Rivista Anarchica Online


L'anarchico di Cutigliano
di Nadia Agustoni

 

 

Sulle tracce di Giuseppe Manzini (1872-1925), bella figura di anarchico, già restituita alla storia dalla biografia ("Ritratto in piedi",1971) della figlia Gianna.

 

 

"Quanto alle stelle, ci sono sempre.
Quando ne spunta una, un’altra ne verrà."

Iosif Brodski

"E non è anche vero che tu, adesso, più che mai, o diversamente esiliato, un poco ti affidi a me?"

Gianna Manzini
Ritratto in piedi - Mondadori

Cutigliano è un paese di montagna, nell’Appennino Pistoiese, quasi sulla linea di confine con l’Emilia. Non l’ho visitato, anche se in verità Penso di farlo, ma la consuetudine al paesaggio appenninico toscano, dove vivo da anni, mi permette di immaginarlo, forse dovrei dire di intuirlo. Il libro che Gianna Manzini scrisse sulla figura del padre, l’anarchico Giuseppe Manzini, che a Cutigliano trascorse gli ultimi anni del confino e della vita, tracciano di Cutigliano una piccola mappa, inevitabilmente molto interiore, ma è evidente che molte volte si possono conoscere luoghi che non ci conoscono e il cui tono apparentemente aspro, ci tiene come si è tenuti a qualcosa, per una simpatia che trascende qualunque comprensione. Questo vale per certi paesaggi per una certa memoria, per persone che mai incontreremo ma di cui ci raggiungono schegge, indizi appena percepibili che improvvisamente sembrano coagulare e mischiarsi ad altri nostri cammini.

===

CONSEGNA = Estrai per intero e senza alcuna modifica l'articolo sull'anarchico di Cutigliano riportato qui sopra.

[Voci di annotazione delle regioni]

===

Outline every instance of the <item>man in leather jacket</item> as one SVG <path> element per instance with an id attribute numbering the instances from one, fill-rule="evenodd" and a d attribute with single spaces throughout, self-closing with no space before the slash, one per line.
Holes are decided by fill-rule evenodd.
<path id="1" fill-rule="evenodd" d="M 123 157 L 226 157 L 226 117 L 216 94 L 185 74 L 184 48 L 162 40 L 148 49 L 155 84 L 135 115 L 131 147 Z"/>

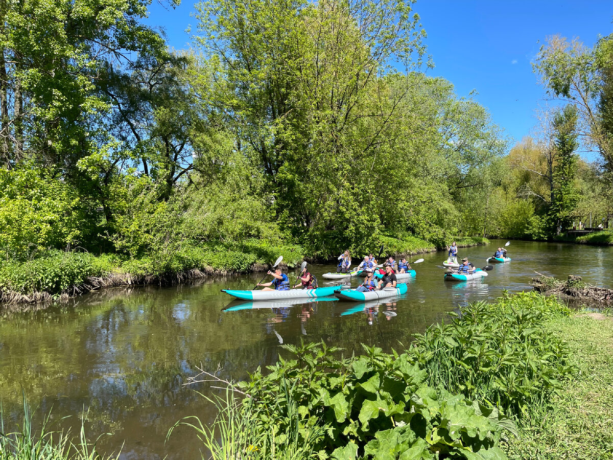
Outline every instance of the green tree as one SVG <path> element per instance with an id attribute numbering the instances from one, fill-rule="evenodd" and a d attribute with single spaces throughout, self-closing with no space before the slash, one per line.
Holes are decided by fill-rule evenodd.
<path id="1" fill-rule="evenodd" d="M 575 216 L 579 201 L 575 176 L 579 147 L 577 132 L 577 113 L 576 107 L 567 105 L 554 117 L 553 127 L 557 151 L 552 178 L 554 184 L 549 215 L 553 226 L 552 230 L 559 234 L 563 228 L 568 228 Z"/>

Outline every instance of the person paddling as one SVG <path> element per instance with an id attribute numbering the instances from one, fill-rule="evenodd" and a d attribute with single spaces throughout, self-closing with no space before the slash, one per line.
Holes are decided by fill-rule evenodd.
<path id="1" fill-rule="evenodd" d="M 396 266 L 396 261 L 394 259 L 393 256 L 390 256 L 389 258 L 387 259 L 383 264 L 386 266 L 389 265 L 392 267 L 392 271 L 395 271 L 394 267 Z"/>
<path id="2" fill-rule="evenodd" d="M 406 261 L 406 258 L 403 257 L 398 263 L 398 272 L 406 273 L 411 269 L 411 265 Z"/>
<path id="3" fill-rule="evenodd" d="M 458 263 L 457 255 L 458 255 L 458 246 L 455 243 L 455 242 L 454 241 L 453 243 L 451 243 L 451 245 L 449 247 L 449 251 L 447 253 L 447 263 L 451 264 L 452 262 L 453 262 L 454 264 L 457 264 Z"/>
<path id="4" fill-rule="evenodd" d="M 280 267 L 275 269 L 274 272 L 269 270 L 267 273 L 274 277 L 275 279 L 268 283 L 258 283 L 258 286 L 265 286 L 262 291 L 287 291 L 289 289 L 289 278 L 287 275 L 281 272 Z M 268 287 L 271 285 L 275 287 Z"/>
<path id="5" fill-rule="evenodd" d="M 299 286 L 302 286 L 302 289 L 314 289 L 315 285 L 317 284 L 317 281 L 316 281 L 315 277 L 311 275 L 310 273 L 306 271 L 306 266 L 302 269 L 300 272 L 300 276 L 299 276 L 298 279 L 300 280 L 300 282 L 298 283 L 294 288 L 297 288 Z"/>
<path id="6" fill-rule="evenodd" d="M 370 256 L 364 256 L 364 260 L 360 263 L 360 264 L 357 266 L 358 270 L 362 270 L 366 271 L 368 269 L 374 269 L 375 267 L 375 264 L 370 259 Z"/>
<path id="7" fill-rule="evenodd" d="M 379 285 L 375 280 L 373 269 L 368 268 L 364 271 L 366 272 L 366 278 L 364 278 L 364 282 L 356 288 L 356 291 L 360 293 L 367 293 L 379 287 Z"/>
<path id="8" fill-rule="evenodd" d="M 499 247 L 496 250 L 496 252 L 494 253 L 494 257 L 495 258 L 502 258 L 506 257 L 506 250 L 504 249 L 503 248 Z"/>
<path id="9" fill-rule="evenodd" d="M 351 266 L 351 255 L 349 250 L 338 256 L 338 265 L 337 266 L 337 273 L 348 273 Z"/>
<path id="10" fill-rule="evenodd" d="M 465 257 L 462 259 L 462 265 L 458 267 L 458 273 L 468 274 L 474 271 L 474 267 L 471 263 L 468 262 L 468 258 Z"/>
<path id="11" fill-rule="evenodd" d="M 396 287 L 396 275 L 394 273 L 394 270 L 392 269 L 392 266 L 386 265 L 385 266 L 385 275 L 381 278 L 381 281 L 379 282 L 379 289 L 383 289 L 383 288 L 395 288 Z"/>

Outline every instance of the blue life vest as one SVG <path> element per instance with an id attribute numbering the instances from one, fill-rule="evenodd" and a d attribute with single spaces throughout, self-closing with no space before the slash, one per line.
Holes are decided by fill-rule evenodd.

===

RISPOSTA SCRITTA =
Rivista Anarchica Online


L'anarchico di Cutigliano
di Nadia Agustoni

 

 

Sulle tracce di Giuseppe Manzini (1872-1925), bella figura di anarchico, già restituita alla storia dalla biografia ("Ritratto in piedi",1971) della figlia Gianna.

 

 

"Quanto alle stelle, ci sono sempre.
Quando ne spunta una, un’altra ne verrà."

Iosif Brodski

"E non è anche vero che tu, adesso, più che mai, o diversamente esiliato, un poco ti affidi a me?"

Gianna Manzini
Ritratto in piedi - Mondadori

Cutigliano è un paese di montagna, nell’Appennino Pistoiese, quasi sulla linea di confine con l’Emilia. Non l’ho visitato, anche se in verità Penso di farlo, ma la consuetudine al paesaggio appenninico toscano, dove vivo da anni, mi permette di immaginarlo, forse dovrei dire di intuirlo. Il libro che Gianna Manzini scrisse sulla figura del padre, l’anarchico Giuseppe Manzini, che a Cutigliano trascorse gli ultimi anni del confino e della vita, tracciano di Cutigliano una piccola mappa, inevitabilmente molto interiore, ma è evidente che molte volte si possono conoscere luoghi che non ci conoscono e il cui tono apparentemente aspro, ci tiene come si è tenuti a qualcosa, per una simpatia che trascende qualunque comprensione. Questo vale per certi paesaggi per una certa memoria, per persone che mai incontreremo ma di cui ci raggiungono schegge, indizi appena percepibili che improvvisamente sembrano coagulare e mischiarsi ad altri nostri cammini.